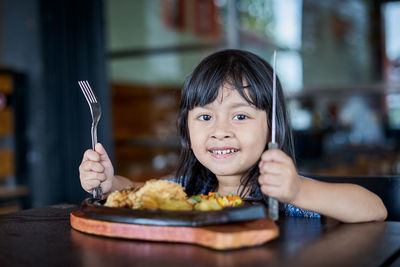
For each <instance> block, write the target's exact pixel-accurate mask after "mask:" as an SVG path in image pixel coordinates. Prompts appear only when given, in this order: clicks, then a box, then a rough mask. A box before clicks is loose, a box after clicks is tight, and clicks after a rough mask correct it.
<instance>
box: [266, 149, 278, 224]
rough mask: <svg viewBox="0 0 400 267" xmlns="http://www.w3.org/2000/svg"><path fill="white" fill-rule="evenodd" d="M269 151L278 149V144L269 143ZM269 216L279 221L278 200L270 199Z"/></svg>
mask: <svg viewBox="0 0 400 267" xmlns="http://www.w3.org/2000/svg"><path fill="white" fill-rule="evenodd" d="M268 149H278V143H275V142H269V143H268ZM268 214H269V218H270V219H271V220H273V221H277V220H278V219H279V203H278V200H277V199H276V198H273V197H269V198H268Z"/></svg>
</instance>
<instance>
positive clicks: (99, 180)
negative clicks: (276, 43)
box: [79, 50, 387, 222]
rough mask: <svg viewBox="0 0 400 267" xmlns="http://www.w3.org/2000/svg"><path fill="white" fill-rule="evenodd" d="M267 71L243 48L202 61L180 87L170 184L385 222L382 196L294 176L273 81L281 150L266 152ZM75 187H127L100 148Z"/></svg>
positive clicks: (351, 186) (200, 192) (291, 138)
mask: <svg viewBox="0 0 400 267" xmlns="http://www.w3.org/2000/svg"><path fill="white" fill-rule="evenodd" d="M272 76H273V70H272V68H271V66H270V65H269V64H268V63H266V62H265V61H264V60H263V59H261V58H260V57H258V56H256V55H254V54H252V53H250V52H246V51H240V50H224V51H220V52H217V53H214V54H212V55H210V56H208V57H206V58H205V59H204V60H203V61H202V62H201V63H200V64H199V65H198V66H197V67H196V68H195V69H194V71H193V72H192V74H191V75H190V76H189V77H188V78H187V79H186V82H185V84H184V87H183V89H182V96H181V105H180V111H179V117H178V129H179V134H180V139H181V144H182V151H181V156H180V160H179V163H178V168H177V173H176V179H175V180H174V181H175V182H178V183H180V184H181V185H182V186H183V187H184V188H185V190H186V193H187V194H188V195H194V194H200V193H202V194H205V193H207V192H211V191H215V192H218V193H220V194H223V195H225V194H227V193H230V192H237V193H239V194H240V195H241V196H242V197H245V198H264V197H265V196H271V197H274V198H277V199H278V200H279V201H280V202H281V203H284V204H283V205H281V210H282V211H283V212H284V213H285V214H286V215H302V216H308V217H319V216H320V215H319V214H322V215H326V216H329V217H333V218H335V219H337V220H340V221H343V222H361V221H374V220H384V219H385V218H386V215H387V211H386V208H385V206H384V205H383V203H382V201H381V199H380V198H379V197H378V196H377V195H375V194H374V193H372V192H370V191H368V190H366V189H364V188H363V187H360V186H357V185H353V184H333V183H324V182H319V181H315V180H311V179H307V178H304V177H301V176H299V175H298V173H297V171H296V167H295V163H294V148H293V139H292V133H291V129H290V126H289V123H288V117H287V113H286V108H285V100H284V95H283V92H282V88H281V85H280V82H279V80H278V79H277V83H276V84H277V91H276V93H277V105H276V136H277V143H278V144H279V146H280V149H272V150H267V148H268V141H269V140H270V133H271V121H270V118H271V114H270V113H269V112H270V110H271V106H272V79H273V77H272ZM79 171H80V178H81V184H82V187H83V188H84V189H85V190H86V191H87V192H91V191H92V190H93V188H95V187H96V186H98V185H99V184H100V183H101V185H102V188H103V192H105V193H108V192H110V191H113V190H117V189H122V188H124V187H126V186H127V185H129V184H132V182H131V181H129V180H128V179H126V178H124V177H121V176H114V170H113V167H112V164H111V162H110V160H109V158H108V156H107V153H106V152H105V150H104V148H103V147H102V146H101V144H97V145H96V151H93V150H87V151H86V152H85V154H84V157H83V160H82V163H81V165H80V167H79Z"/></svg>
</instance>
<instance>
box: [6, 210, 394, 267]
mask: <svg viewBox="0 0 400 267" xmlns="http://www.w3.org/2000/svg"><path fill="white" fill-rule="evenodd" d="M77 209H78V206H77V205H70V204H60V205H55V206H49V207H43V208H38V209H30V210H24V211H20V212H16V213H11V214H7V215H1V216H0V265H1V266H13V267H14V266H96V267H101V266H185V267H187V266H190V267H195V266H381V265H384V266H385V265H391V264H393V265H400V259H399V257H400V222H379V223H361V224H341V223H338V222H336V221H334V220H327V219H322V220H319V219H306V218H295V217H283V218H281V219H280V221H279V222H278V226H279V228H280V236H279V237H278V238H277V239H275V240H272V241H270V242H268V243H266V244H264V245H262V246H258V247H253V248H245V249H239V250H233V251H215V250H211V249H207V248H203V247H199V246H195V245H186V244H171V243H160V242H144V241H132V240H122V239H113V238H106V237H98V236H91V235H87V234H83V233H80V232H77V231H75V230H73V229H71V226H70V223H69V214H70V212H71V211H74V210H77Z"/></svg>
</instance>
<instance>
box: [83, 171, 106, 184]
mask: <svg viewBox="0 0 400 267" xmlns="http://www.w3.org/2000/svg"><path fill="white" fill-rule="evenodd" d="M81 178H82V179H81V180H84V181H86V180H88V181H89V180H99V181H100V182H104V181H105V180H106V176H105V174H104V173H98V172H86V173H84V174H83V175H82V177H81Z"/></svg>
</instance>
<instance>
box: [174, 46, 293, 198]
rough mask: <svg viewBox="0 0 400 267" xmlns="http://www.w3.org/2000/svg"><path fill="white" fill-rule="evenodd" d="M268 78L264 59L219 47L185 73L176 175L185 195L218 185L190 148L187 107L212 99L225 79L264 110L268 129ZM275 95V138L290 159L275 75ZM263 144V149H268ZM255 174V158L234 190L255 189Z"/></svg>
mask: <svg viewBox="0 0 400 267" xmlns="http://www.w3.org/2000/svg"><path fill="white" fill-rule="evenodd" d="M272 82H273V69H272V67H271V66H270V65H269V64H268V63H267V62H266V61H265V60H263V59H261V58H260V57H259V56H257V55H255V54H253V53H250V52H247V51H243V50H235V49H228V50H222V51H219V52H216V53H214V54H211V55H209V56H207V57H206V58H204V59H203V60H202V61H201V62H200V64H199V65H198V66H197V67H196V68H195V69H194V70H193V72H192V73H191V74H190V75H189V76H188V77H187V79H186V81H185V83H184V85H183V88H182V92H181V102H180V110H179V116H178V134H179V138H180V142H181V146H182V149H181V154H180V159H179V161H178V166H177V172H176V177H177V179H178V181H179V182H180V183H181V184H183V185H184V187H185V190H186V193H187V194H188V195H195V194H199V192H200V191H201V190H202V189H204V187H206V189H207V191H214V190H215V189H216V187H217V185H218V180H217V178H216V176H215V175H214V174H213V173H212V172H211V171H210V170H208V169H207V168H206V167H204V166H203V165H202V164H201V163H200V162H199V161H198V160H197V158H196V157H195V155H194V153H193V151H192V150H191V148H190V136H189V129H188V121H187V120H188V113H189V110H191V109H193V108H195V107H198V106H204V105H207V104H209V103H212V102H213V101H214V100H215V99H216V98H217V96H218V92H219V89H220V88H221V87H222V86H223V85H224V84H225V83H229V84H230V85H232V86H233V88H235V89H236V90H237V91H238V92H239V94H240V95H241V96H242V97H243V98H244V99H245V100H246V101H247V102H248V103H249V104H252V105H254V106H255V107H257V108H258V109H262V110H265V111H266V112H267V115H268V118H269V119H268V129H269V130H268V133H270V132H271V116H270V111H271V110H272ZM246 91H247V93H248V95H247V94H246ZM276 96H277V98H276V101H277V102H276V142H277V143H278V145H279V148H280V149H282V150H283V151H284V152H285V153H286V154H287V155H289V156H290V157H291V158H292V159H293V161H294V160H295V159H294V145H293V138H292V132H291V127H290V125H289V120H288V115H287V111H286V106H285V98H284V95H283V92H282V87H281V84H280V82H279V79H278V77H277V78H276ZM269 136H270V134H269ZM267 146H268V145H267ZM267 146H266V147H265V148H264V151H265V150H267V149H268V147H267ZM258 176H259V169H258V162H257V163H256V164H254V166H252V167H251V168H250V169H249V170H248V172H247V173H246V174H245V176H244V177H242V179H241V183H240V186H239V189H238V192H237V193H238V194H240V195H241V196H244V195H247V194H248V193H249V192H250V193H254V192H259V185H258V181H257V180H258ZM239 191H240V192H239Z"/></svg>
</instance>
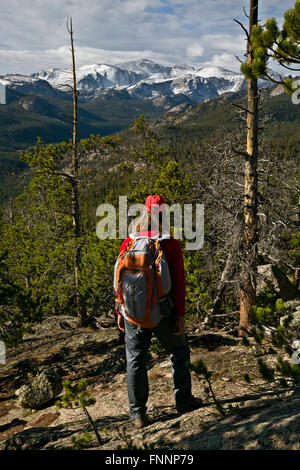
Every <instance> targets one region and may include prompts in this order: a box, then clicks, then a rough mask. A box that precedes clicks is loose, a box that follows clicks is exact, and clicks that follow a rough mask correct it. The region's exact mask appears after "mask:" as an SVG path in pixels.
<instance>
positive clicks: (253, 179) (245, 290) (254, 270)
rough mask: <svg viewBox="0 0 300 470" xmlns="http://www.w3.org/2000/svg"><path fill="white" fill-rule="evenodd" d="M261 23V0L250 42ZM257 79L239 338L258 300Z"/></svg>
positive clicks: (250, 14)
mask: <svg viewBox="0 0 300 470" xmlns="http://www.w3.org/2000/svg"><path fill="white" fill-rule="evenodd" d="M257 22H258V0H250V14H249V38H250V39H251V35H252V27H253V26H254V25H255V24H257ZM252 60H253V56H252V50H251V42H250V40H248V43H247V62H248V63H250V64H251V63H252ZM257 91H258V90H257V79H256V78H254V79H252V80H248V110H247V154H248V158H246V161H245V185H244V251H243V253H244V263H243V267H242V280H241V285H240V289H241V293H240V325H239V328H240V330H239V335H240V336H245V335H247V334H248V333H249V329H250V325H251V308H252V306H253V305H254V304H255V298H256V266H257V238H258V234H257V156H258V94H257Z"/></svg>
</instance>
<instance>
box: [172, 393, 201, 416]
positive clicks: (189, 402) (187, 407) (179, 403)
mask: <svg viewBox="0 0 300 470" xmlns="http://www.w3.org/2000/svg"><path fill="white" fill-rule="evenodd" d="M201 406H203V401H202V399H201V398H196V397H194V396H193V395H192V396H191V398H189V399H188V400H185V401H178V402H176V409H177V413H180V414H182V413H188V412H189V411H194V410H197V409H198V408H201Z"/></svg>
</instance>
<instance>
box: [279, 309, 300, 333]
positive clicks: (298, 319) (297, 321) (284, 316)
mask: <svg viewBox="0 0 300 470" xmlns="http://www.w3.org/2000/svg"><path fill="white" fill-rule="evenodd" d="M285 305H286V307H288V309H289V311H290V314H291V316H292V320H291V321H290V322H288V325H287V326H286V329H287V333H288V334H289V336H290V338H291V340H292V341H297V340H299V341H300V300H290V301H289V302H286V304H285ZM288 317H289V315H285V316H284V317H281V319H280V324H281V325H284V324H285V323H286V321H287V320H288Z"/></svg>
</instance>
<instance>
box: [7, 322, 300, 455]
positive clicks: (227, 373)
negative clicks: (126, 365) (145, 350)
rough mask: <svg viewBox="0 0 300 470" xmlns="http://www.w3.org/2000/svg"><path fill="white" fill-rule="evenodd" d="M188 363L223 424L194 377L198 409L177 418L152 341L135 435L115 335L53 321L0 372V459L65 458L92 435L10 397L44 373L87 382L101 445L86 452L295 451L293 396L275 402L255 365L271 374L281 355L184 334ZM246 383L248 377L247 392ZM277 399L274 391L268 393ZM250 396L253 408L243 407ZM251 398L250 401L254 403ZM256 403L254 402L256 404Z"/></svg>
mask: <svg viewBox="0 0 300 470" xmlns="http://www.w3.org/2000/svg"><path fill="white" fill-rule="evenodd" d="M187 332H188V336H189V341H190V346H191V353H192V357H191V359H192V362H195V361H197V360H198V359H200V358H202V359H203V360H204V362H205V364H206V365H207V366H208V368H209V369H210V370H211V371H212V372H213V382H212V385H213V389H214V391H215V394H216V396H217V398H218V399H219V400H221V402H223V407H224V409H225V411H226V415H225V417H222V416H221V415H220V413H219V412H218V411H217V409H216V407H215V406H214V402H213V400H212V397H211V396H206V394H205V392H204V384H203V381H199V380H198V378H197V377H196V376H195V375H193V376H192V381H193V393H194V395H195V396H201V397H202V398H203V399H204V406H203V407H202V408H200V409H199V410H196V411H193V412H190V413H186V414H184V415H181V416H179V415H178V414H177V413H176V408H175V403H174V399H173V395H172V375H171V369H170V361H169V358H168V356H167V355H166V354H165V353H164V351H163V350H162V349H161V348H160V346H159V344H158V343H157V342H156V341H155V340H153V342H152V345H151V348H150V351H149V361H148V365H149V371H148V373H149V383H150V396H149V402H148V411H149V417H150V419H151V424H150V425H149V426H147V427H145V428H143V429H142V430H137V429H135V428H134V427H133V425H132V423H131V422H130V420H129V417H128V405H127V389H126V360H125V350H124V345H123V344H120V342H119V335H118V331H117V329H116V327H115V326H113V325H109V324H108V325H105V324H102V326H100V328H99V329H97V330H93V329H78V328H76V325H75V322H74V319H72V317H60V318H57V317H55V318H50V319H48V320H45V321H44V322H43V323H42V324H40V325H39V326H38V327H37V328H36V332H35V333H34V334H31V335H27V337H26V339H25V341H24V343H23V344H22V345H20V346H19V347H17V348H15V349H13V350H9V351H7V358H6V364H4V365H0V449H1V450H5V449H11V450H14V449H16V450H18V449H41V450H43V449H70V448H72V446H73V442H72V437H76V438H78V437H80V436H81V435H82V434H83V433H84V431H86V430H88V431H89V432H91V434H92V435H93V437H94V434H93V432H92V430H91V429H90V428H89V425H88V422H87V420H86V416H85V414H84V413H83V411H82V410H81V409H75V410H73V409H61V410H59V409H58V408H57V407H56V406H55V400H56V399H53V400H52V401H50V402H48V403H47V404H45V405H43V406H42V407H40V408H39V409H35V410H34V409H26V408H23V407H22V406H21V405H20V403H19V398H18V397H17V396H16V395H15V392H16V390H17V389H19V388H20V387H21V386H22V385H24V384H28V383H30V382H31V381H32V380H33V378H34V377H35V376H36V375H37V373H39V372H40V371H41V370H44V369H47V368H49V367H52V368H53V367H54V368H55V370H56V371H57V372H58V374H59V375H60V377H61V378H62V379H66V378H68V379H70V380H72V381H74V382H76V381H78V380H79V379H80V378H81V377H85V378H86V380H87V383H88V390H89V391H90V392H91V394H92V395H93V396H94V397H95V399H96V403H95V404H94V405H92V406H90V407H89V408H88V410H89V413H90V415H91V416H92V418H93V420H94V421H95V424H96V427H97V429H98V431H99V434H100V435H101V437H102V439H103V445H102V446H101V447H98V446H97V441H96V439H95V440H94V441H93V442H91V443H90V444H89V448H91V449H110V450H115V449H118V448H120V447H121V448H130V446H131V445H132V444H133V445H135V446H136V447H138V448H139V449H143V448H145V446H146V445H148V446H149V445H150V446H152V448H154V449H181V450H197V449H210V450H213V449H222V450H223V449H245V450H246V449H293V450H300V394H299V390H295V391H293V392H285V393H282V394H280V393H279V394H277V395H264V394H265V393H266V392H267V391H272V389H271V386H270V384H267V383H266V382H264V381H263V380H262V379H261V378H260V377H259V374H258V370H257V359H258V357H261V356H263V359H264V360H265V361H266V362H267V363H269V364H272V363H273V364H274V363H275V362H276V360H277V357H278V354H279V351H276V349H274V348H273V349H270V348H266V347H264V348H257V347H256V346H254V344H252V345H250V346H244V345H243V344H242V343H241V341H240V339H239V338H237V337H236V336H235V335H234V334H232V333H230V332H228V331H226V329H225V330H223V331H220V330H214V329H210V330H207V331H206V330H204V331H197V330H194V329H192V328H191V327H190V328H189V327H188V329H187ZM245 373H248V374H249V375H250V376H251V377H253V379H254V382H253V383H252V384H251V385H249V384H247V383H246V382H245V380H244V379H243V376H244V374H245ZM273 391H274V390H273ZM250 395H251V396H252V399H250V398H251V397H250ZM254 395H255V397H254ZM253 397H254V398H253ZM238 400H244V403H243V402H241V401H238Z"/></svg>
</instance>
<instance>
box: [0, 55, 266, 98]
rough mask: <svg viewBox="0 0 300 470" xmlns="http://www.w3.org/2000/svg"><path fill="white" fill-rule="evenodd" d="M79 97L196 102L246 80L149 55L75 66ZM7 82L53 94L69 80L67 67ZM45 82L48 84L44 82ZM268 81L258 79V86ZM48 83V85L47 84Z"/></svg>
mask: <svg viewBox="0 0 300 470" xmlns="http://www.w3.org/2000/svg"><path fill="white" fill-rule="evenodd" d="M76 75H77V87H78V91H79V93H80V94H79V99H80V100H81V101H90V100H93V99H95V98H97V97H98V96H99V95H102V94H107V93H112V92H119V91H121V92H123V93H124V92H126V93H127V95H128V98H129V99H131V98H133V99H143V100H149V99H150V100H151V99H155V98H158V97H169V98H173V99H174V105H178V104H179V103H180V102H181V103H185V102H189V103H191V104H199V103H201V102H203V101H205V100H206V99H210V98H216V97H217V96H220V95H222V94H223V93H229V92H238V91H240V90H245V89H246V86H247V80H246V79H245V78H244V77H243V75H242V74H241V73H240V72H234V71H231V70H228V69H225V68H222V67H216V66H208V67H202V68H195V67H193V66H189V65H185V64H176V65H174V66H166V65H162V64H158V63H156V62H153V61H151V60H149V59H142V60H135V61H129V62H124V63H119V64H115V65H110V64H106V63H105V64H101V63H100V64H91V65H84V66H82V67H78V68H77V70H76ZM0 79H2V81H3V80H4V81H5V82H6V84H7V82H9V83H10V85H9V86H8V87H9V88H13V89H15V90H17V91H19V92H20V93H22V92H29V93H34V92H39V93H42V94H48V95H49V94H52V95H53V96H54V95H55V94H56V92H61V91H67V90H68V89H69V87H70V85H71V83H72V73H71V70H70V69H61V68H53V69H49V70H41V71H39V72H36V73H33V74H31V75H28V76H26V75H18V74H8V75H5V76H2V77H0ZM46 83H47V85H46ZM269 85H270V83H269V82H268V81H265V80H261V81H260V86H261V87H267V86H269ZM49 86H50V87H51V88H49Z"/></svg>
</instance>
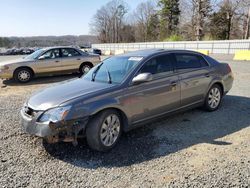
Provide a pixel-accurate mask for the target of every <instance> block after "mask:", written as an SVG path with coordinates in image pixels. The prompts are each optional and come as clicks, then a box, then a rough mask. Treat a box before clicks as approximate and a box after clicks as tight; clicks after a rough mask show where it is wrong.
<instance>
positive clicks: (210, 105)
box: [204, 84, 222, 112]
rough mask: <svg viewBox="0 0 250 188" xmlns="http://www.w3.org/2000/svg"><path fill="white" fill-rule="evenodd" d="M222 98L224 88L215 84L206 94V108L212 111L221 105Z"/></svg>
mask: <svg viewBox="0 0 250 188" xmlns="http://www.w3.org/2000/svg"><path fill="white" fill-rule="evenodd" d="M221 100H222V89H221V87H220V86H219V85H217V84H215V85H213V86H212V87H211V88H210V89H209V91H208V93H207V96H206V99H205V103H204V108H205V110H207V111H209V112H212V111H215V110H217V109H218V108H219V107H220V104H221Z"/></svg>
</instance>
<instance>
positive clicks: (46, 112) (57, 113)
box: [38, 106, 71, 123]
mask: <svg viewBox="0 0 250 188" xmlns="http://www.w3.org/2000/svg"><path fill="white" fill-rule="evenodd" d="M70 108H71V106H64V107H57V108H52V109H50V110H47V111H45V112H44V113H43V114H42V115H41V117H40V118H39V119H38V122H41V123H44V122H53V123H56V122H59V121H62V120H64V119H65V117H66V116H67V115H68V113H69V110H70Z"/></svg>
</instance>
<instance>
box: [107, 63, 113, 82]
mask: <svg viewBox="0 0 250 188" xmlns="http://www.w3.org/2000/svg"><path fill="white" fill-rule="evenodd" d="M105 68H106V71H107V74H108V78H109V80H108V82H109V84H112V79H111V75H110V72H109V70H108V67H107V66H106V65H105Z"/></svg>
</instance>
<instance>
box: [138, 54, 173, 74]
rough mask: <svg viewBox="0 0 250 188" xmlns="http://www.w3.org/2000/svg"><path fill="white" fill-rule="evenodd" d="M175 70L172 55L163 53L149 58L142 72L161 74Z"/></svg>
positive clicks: (146, 72)
mask: <svg viewBox="0 0 250 188" xmlns="http://www.w3.org/2000/svg"><path fill="white" fill-rule="evenodd" d="M172 71H173V66H172V58H171V55H163V56H159V57H156V58H153V59H151V60H149V61H148V62H147V63H145V64H144V66H143V67H142V69H141V71H140V73H151V74H153V75H154V74H160V73H168V72H172Z"/></svg>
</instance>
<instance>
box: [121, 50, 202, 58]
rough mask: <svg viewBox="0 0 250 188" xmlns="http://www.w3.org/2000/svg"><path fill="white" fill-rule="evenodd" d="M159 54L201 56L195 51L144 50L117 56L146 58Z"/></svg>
mask: <svg viewBox="0 0 250 188" xmlns="http://www.w3.org/2000/svg"><path fill="white" fill-rule="evenodd" d="M161 52H190V53H195V54H201V53H199V52H196V51H191V50H178V49H145V50H138V51H133V52H128V53H125V54H122V55H119V56H141V57H148V56H150V55H154V54H157V53H161Z"/></svg>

» **Required action**
Identify the lines of the entries containing the string "before". Copy each such line.

» **Written response**
For each <instance> block, write the target's exact pixel-accurate mask after "mask:" as an SVG path in image pixel coordinates. Prompts appear only when given, in this order: clicks, then a box, then a rough mask. A box before clicks is loose, a box after clicks is tight, and clicks after a rough mask correct it.
Provide a pixel-accurate mask for the target of every <instance> block after "mask:", written as an SVG path with coordinates in image pixels. The prompts are each optional and come as clicks, then a box, then a rough mask. Treat a box before clicks as approximate and a box after clicks as tight; clicks after a rough mask show where it is wrong.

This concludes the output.